**Extrait du document:**
>>>>
Dans les entreprises

SNCF : la grève massive des contrôleurs

La grève des contrôleurs le week-end du 2 au 5 décembre a été une démonstration de force, particulièrement sur les TGV et les Intercités. Le 1er décembre, 99 % des contrôleurs avaient déposé leur déclaration d’intention de grève sur Toulouse, 96 % sur Nantes et Marseille, 95 % sur Eurostar, 95 % sur les Ouigo.

Environ 80 % des contrôleurs étaient alors en grève à l’échelle nationale en raison de la faiblesse de leur salaire et du mécontentement pour leurs conditions de travail. Malgré l’utilisation de cadres ou le détachement de non-grévistes, 60 % des TGV et Intercités ont été supprimés durant le week-end. Une nouvelle preuve que, sans les travailleurs, rien ne tourne.

« C’est une grève qu’on n’a pas vue arriver, ni nous ni les syndicats », a indiqué ­Farandou, le PDG de la SNCF. Mais, s’il ne l’a pas vue arriver, c’est pourtant bien sa politique qui l’a provoquée.

Le retard des salaires sur l’inflation touche, comme tous les travailleurs, les agents du service commercial train, ASCT, autre nom des contrôleurs. Le point d’indice à la SNCF n’a été relevé que de 1,4 % en juillet dernier. De plus, leur salaire est constitué d’éléments variables, en raison des horaires décalés, de nuit ou des « découchés ». En cas d’arrêt maladie, ces primes disparaissent, tout comme en cas d’invalidité, et les contrôleurs peuvent alors se retrouver au niveau du smic. Leur retraite n’est pas calculée sur l’intégralité des revenus. À cela s’ajoute la détérioration des conditions de travail. Les roulements sont de plus en plus dégradés. Les contrôleurs sont en première ligne face à la colère des voyageurs pour les retards, les annulations de train et les conditions de transport.

Contrairement à ce qui a été indiqué par les médias, il ne s’agissait pas d’une grève surprise. Un préavis avait été déposé depuis un mois par trois syndicats, Sud-Rail, la CFDT et l’­UNSA. Mais si, dans différents endroits, des militants syndicaux ont pu initier l’appel à la grève, la surprise est venue du fait qu’elle s’est largement propagée à la base, par les contrôleurs eux-mêmes, syndiqués ou non. Ils s’en sont faits les militants, y compris dans le milieu CGT qui s’y opposait.
<<<<
**Liste des consignes:**
• 1. Extrayez de l'article sur la grève des contrôleurs le passage qui va de « SNCF : la grève » à « sur les Ouigo. », sans rien y changer.
• 2. Répondez à ces questions sur l'article sur la grève des contrôleurs :
(a) Quelle part des TGV et Intercités a été supprimée pendant le week-end ?
(b) De combien le point d'indice à la SNCF a-t-il été relevé en juillet dernier ?
(c) Quels syndicats avaient déposé un préavis depuis un mois ?

**Données enregistrées:**
>>>>
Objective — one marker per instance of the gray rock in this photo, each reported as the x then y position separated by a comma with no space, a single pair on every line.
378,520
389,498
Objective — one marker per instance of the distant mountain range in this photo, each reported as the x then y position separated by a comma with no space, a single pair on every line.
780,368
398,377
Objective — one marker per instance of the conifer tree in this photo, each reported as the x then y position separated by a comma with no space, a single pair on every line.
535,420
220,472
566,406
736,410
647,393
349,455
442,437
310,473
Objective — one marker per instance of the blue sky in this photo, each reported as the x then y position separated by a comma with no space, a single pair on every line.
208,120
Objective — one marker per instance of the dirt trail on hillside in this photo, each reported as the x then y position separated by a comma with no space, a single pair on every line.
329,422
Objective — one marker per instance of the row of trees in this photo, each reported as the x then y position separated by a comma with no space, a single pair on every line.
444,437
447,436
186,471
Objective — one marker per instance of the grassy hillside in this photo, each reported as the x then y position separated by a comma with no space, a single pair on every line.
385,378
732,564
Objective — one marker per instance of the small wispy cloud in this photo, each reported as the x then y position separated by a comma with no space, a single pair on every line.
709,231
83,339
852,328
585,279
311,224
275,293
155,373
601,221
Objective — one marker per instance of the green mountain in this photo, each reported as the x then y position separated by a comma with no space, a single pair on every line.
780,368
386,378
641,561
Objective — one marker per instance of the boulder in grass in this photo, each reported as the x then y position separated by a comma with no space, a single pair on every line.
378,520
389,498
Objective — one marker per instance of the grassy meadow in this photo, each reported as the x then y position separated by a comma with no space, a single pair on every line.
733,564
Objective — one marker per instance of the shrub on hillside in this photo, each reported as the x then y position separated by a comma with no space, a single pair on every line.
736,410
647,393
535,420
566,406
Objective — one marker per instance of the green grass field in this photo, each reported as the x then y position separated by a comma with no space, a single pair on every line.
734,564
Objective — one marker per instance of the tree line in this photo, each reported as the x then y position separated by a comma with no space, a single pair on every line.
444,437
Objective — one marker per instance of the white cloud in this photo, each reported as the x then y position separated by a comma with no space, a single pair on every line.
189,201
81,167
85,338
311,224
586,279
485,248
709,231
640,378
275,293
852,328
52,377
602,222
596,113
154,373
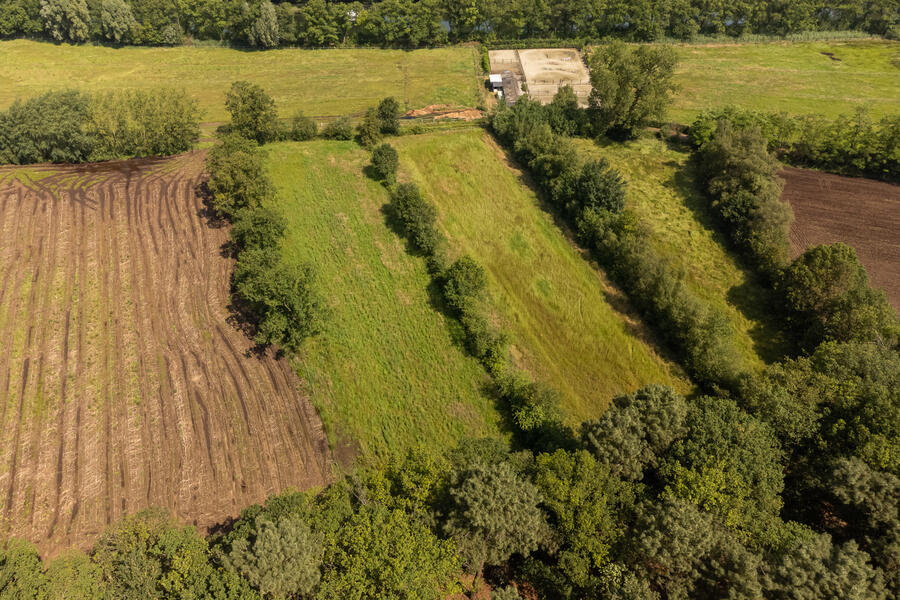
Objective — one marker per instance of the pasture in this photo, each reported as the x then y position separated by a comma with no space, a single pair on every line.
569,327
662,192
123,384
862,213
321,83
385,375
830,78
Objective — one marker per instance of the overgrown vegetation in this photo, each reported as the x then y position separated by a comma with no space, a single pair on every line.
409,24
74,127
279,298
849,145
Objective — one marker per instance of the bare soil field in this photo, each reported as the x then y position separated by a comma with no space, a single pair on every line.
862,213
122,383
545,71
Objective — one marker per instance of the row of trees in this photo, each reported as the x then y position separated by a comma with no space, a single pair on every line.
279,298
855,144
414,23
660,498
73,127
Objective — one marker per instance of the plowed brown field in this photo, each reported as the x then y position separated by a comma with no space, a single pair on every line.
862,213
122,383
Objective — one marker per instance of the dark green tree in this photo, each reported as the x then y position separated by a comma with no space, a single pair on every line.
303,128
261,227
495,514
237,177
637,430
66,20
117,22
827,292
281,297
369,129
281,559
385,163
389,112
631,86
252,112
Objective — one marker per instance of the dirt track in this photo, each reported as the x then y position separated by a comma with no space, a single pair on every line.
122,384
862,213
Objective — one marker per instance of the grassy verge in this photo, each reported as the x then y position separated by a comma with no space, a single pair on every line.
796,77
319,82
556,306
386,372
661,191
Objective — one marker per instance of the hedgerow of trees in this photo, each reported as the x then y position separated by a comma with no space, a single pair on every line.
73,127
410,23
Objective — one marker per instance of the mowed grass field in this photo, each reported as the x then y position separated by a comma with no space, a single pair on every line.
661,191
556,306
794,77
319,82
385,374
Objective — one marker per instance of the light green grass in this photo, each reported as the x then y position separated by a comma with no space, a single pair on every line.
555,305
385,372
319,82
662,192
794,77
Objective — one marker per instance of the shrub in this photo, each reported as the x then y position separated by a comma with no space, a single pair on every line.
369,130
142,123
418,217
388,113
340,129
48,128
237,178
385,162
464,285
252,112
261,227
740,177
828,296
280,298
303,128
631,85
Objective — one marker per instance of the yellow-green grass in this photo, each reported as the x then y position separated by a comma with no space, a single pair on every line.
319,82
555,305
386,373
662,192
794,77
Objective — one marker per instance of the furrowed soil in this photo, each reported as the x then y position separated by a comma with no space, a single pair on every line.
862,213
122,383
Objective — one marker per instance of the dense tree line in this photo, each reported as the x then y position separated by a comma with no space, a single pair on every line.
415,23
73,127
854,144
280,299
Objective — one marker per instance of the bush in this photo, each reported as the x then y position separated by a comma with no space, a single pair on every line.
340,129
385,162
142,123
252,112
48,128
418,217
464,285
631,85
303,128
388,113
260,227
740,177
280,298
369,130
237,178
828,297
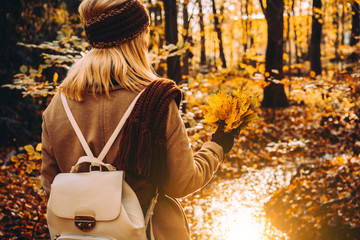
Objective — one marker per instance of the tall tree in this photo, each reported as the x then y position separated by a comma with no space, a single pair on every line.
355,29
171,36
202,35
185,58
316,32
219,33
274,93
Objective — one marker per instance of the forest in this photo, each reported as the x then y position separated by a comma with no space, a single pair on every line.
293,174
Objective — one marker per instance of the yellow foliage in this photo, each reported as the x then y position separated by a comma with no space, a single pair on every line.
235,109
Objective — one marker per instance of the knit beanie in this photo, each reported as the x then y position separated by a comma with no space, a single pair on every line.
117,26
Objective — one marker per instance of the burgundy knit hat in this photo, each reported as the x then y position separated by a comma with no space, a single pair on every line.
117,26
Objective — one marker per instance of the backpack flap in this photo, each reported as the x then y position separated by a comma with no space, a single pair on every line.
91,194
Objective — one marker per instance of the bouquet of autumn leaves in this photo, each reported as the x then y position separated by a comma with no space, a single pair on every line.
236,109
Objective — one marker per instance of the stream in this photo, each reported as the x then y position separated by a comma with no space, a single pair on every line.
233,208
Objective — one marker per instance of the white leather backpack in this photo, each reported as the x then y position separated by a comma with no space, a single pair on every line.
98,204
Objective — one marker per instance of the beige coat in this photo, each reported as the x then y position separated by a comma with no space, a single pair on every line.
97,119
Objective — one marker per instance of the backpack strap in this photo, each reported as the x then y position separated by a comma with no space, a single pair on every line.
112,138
<<<<
**Réponses par consigne:**
• 1.
SNCF : la grève massive des contrôleurs

La grève des contrôleurs le week-end du 2 au 5 décembre a été une démonstration de force, particulièrement sur les TGV et les Intercités. Le 1er décembre, 99 % des contrôleurs avaient déposé leur déclaration d’intention de grève sur Toulouse, 96 % sur Nantes et Marseille, 95 % sur Eurostar, 95 % sur les Ouigo.

• 2.
(a) 60 %.
(b) 1,4 %.
(c) Sud-Rail, la CFDT et l'UNSA.